Items:
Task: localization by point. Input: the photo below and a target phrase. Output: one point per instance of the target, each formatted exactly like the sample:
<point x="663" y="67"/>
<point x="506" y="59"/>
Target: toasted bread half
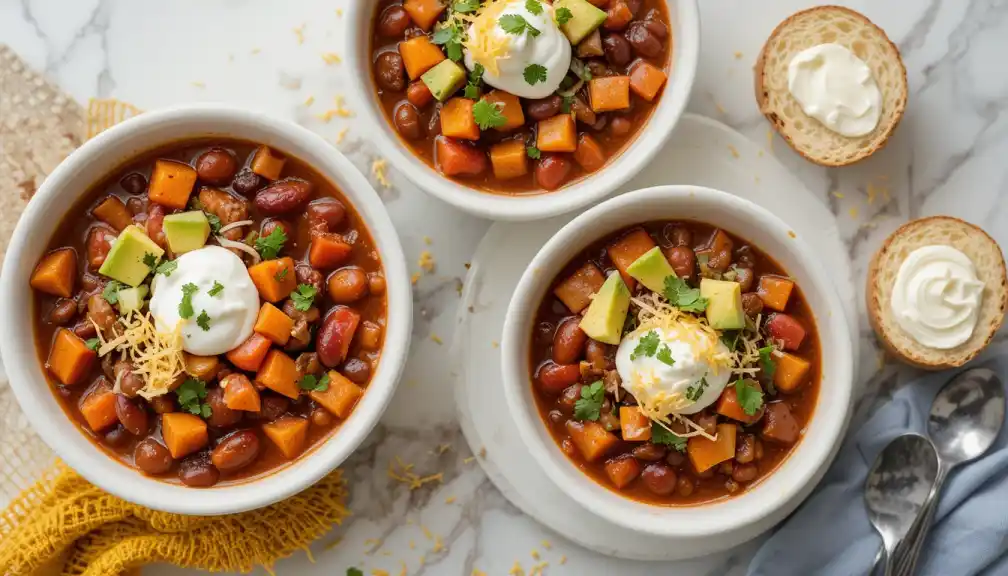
<point x="829" y="24"/>
<point x="936" y="230"/>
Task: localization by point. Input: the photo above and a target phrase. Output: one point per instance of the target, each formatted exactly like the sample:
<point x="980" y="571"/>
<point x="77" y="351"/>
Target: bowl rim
<point x="25" y="371"/>
<point x="533" y="206"/>
<point x="710" y="519"/>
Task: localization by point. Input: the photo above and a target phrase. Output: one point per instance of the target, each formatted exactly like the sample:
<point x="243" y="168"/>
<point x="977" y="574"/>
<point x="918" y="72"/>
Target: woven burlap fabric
<point x="55" y="522"/>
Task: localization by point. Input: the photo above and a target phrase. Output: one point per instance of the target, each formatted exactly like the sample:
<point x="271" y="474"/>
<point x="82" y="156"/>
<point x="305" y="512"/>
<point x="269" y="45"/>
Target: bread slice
<point x="829" y="24"/>
<point x="936" y="230"/>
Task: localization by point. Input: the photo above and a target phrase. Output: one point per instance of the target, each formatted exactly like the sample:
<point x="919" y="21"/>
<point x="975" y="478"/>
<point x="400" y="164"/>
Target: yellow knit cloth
<point x="63" y="525"/>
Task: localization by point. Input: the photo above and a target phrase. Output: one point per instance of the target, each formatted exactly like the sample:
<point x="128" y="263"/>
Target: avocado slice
<point x="724" y="306"/>
<point x="445" y="79"/>
<point x="131" y="300"/>
<point x="125" y="260"/>
<point x="606" y="315"/>
<point x="651" y="269"/>
<point x="585" y="19"/>
<point x="186" y="231"/>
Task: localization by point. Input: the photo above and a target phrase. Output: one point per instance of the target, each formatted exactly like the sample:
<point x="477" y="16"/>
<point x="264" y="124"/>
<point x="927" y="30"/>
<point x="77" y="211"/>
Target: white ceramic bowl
<point x="684" y="20"/>
<point x="772" y="498"/>
<point x="95" y="160"/>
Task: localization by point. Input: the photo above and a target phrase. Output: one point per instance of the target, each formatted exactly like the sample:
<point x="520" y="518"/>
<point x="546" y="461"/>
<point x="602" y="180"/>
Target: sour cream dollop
<point x="837" y="88"/>
<point x="936" y="297"/>
<point x="550" y="49"/>
<point x="232" y="312"/>
<point x="655" y="382"/>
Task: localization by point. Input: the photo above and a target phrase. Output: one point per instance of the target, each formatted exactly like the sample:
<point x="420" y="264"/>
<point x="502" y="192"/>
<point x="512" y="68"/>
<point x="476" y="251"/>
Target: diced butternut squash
<point x="458" y="121"/>
<point x="341" y="396"/>
<point x="288" y="433"/>
<point x="273" y="324"/>
<point x="646" y="80"/>
<point x="55" y="272"/>
<point x="274" y="279"/>
<point x="791" y="371"/>
<point x="113" y="212"/>
<point x="635" y="426"/>
<point x="774" y="292"/>
<point x="267" y="162"/>
<point x="510" y="108"/>
<point x="183" y="433"/>
<point x="577" y="291"/>
<point x="592" y="440"/>
<point x="418" y="55"/>
<point x="250" y="354"/>
<point x="609" y="93"/>
<point x="70" y="358"/>
<point x="589" y="153"/>
<point x="171" y="184"/>
<point x="509" y="159"/>
<point x="423" y="12"/>
<point x="622" y="470"/>
<point x="239" y="393"/>
<point x="626" y="250"/>
<point x="706" y="454"/>
<point x="279" y="373"/>
<point x="98" y="407"/>
<point x="557" y="134"/>
<point x="201" y="367"/>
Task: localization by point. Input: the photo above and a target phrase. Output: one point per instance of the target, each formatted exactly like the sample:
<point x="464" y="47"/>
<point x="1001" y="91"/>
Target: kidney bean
<point x="283" y="196"/>
<point x="151" y="457"/>
<point x="393" y="21"/>
<point x="347" y="284"/>
<point x="131" y="416"/>
<point x="390" y="73"/>
<point x="659" y="478"/>
<point x="544" y="107"/>
<point x="197" y="471"/>
<point x="407" y="121"/>
<point x="216" y="165"/>
<point x="235" y="451"/>
<point x="570" y="341"/>
<point x="617" y="48"/>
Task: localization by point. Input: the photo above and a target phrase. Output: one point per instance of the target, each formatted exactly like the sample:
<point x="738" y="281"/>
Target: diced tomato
<point x="786" y="330"/>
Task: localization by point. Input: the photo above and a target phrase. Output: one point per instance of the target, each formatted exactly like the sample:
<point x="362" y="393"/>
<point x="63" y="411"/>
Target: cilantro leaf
<point x="303" y="297"/>
<point x="270" y="245"/>
<point x="750" y="397"/>
<point x="661" y="435"/>
<point x="185" y="306"/>
<point x="646" y="346"/>
<point x="488" y="115"/>
<point x="665" y="355"/>
<point x="311" y="383"/>
<point x="589" y="406"/>
<point x="679" y="295"/>
<point x="534" y="74"/>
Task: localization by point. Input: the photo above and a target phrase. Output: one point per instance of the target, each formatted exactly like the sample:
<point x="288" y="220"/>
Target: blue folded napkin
<point x="830" y="534"/>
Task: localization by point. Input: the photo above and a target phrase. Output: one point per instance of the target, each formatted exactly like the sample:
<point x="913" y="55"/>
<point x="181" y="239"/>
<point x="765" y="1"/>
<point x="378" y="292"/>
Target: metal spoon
<point x="897" y="487"/>
<point x="966" y="418"/>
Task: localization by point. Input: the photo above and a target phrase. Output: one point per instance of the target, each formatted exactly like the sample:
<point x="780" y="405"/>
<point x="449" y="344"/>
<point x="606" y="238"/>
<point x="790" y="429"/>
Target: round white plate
<point x="700" y="152"/>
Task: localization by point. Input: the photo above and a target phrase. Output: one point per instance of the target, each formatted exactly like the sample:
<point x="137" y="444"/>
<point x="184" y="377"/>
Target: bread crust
<point x="874" y="305"/>
<point x="762" y="96"/>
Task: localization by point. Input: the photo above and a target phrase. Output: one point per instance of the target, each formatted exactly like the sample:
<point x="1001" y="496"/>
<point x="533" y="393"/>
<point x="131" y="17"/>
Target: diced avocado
<point x="186" y="231"/>
<point x="651" y="269"/>
<point x="585" y="19"/>
<point x="608" y="312"/>
<point x="131" y="300"/>
<point x="445" y="79"/>
<point x="724" y="304"/>
<point x="125" y="259"/>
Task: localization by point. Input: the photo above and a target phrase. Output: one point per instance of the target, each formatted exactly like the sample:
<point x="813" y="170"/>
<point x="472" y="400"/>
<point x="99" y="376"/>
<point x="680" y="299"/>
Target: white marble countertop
<point x="947" y="157"/>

Directions for this task: Filter the rows above down to the lines that contain the word "bowl", and copy each of those lines unchanged.

The completed task:
Target: bowl rim
Target: white ceramic bowl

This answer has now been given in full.